▶ **Aim of the exercise**: Copy the three items below word for word, but leave any picture out of your copy.

START Recorded information

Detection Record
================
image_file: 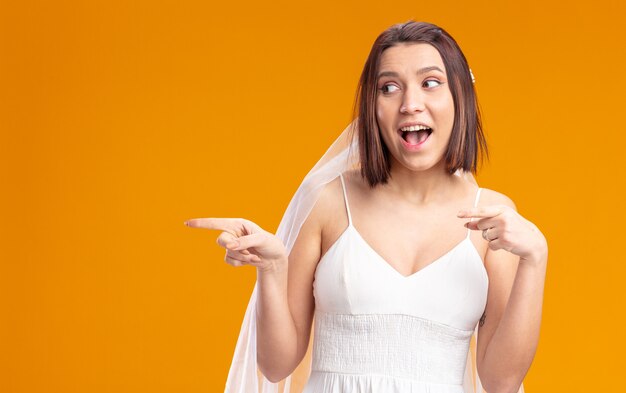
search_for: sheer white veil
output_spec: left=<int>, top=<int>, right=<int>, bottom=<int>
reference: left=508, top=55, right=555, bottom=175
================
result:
left=225, top=120, right=524, bottom=393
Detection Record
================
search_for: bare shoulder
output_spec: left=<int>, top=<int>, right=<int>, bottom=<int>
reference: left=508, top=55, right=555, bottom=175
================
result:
left=478, top=188, right=517, bottom=211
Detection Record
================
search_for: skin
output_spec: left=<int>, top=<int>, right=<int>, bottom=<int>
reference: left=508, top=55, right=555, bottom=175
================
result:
left=186, top=43, right=547, bottom=393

END Recorded information

▶ **Exercise solution**:
Detection Record
================
image_file: 
search_for: sheer white veil
output_spec: left=<int>, top=<int>, right=<int>, bottom=<int>
reference: left=508, top=55, right=555, bottom=175
================
result:
left=225, top=120, right=524, bottom=393
Detection Record
================
search_for: bare shoulder
output_spec: left=<int>, top=<int>, right=<int>, bottom=<int>
reference: left=508, top=55, right=555, bottom=175
================
result:
left=478, top=188, right=517, bottom=211
Detection Record
================
search_for: skin
output_spec: left=<int>, top=<int>, right=<int>, bottom=<int>
reference: left=508, top=55, right=555, bottom=175
================
result:
left=186, top=43, right=547, bottom=393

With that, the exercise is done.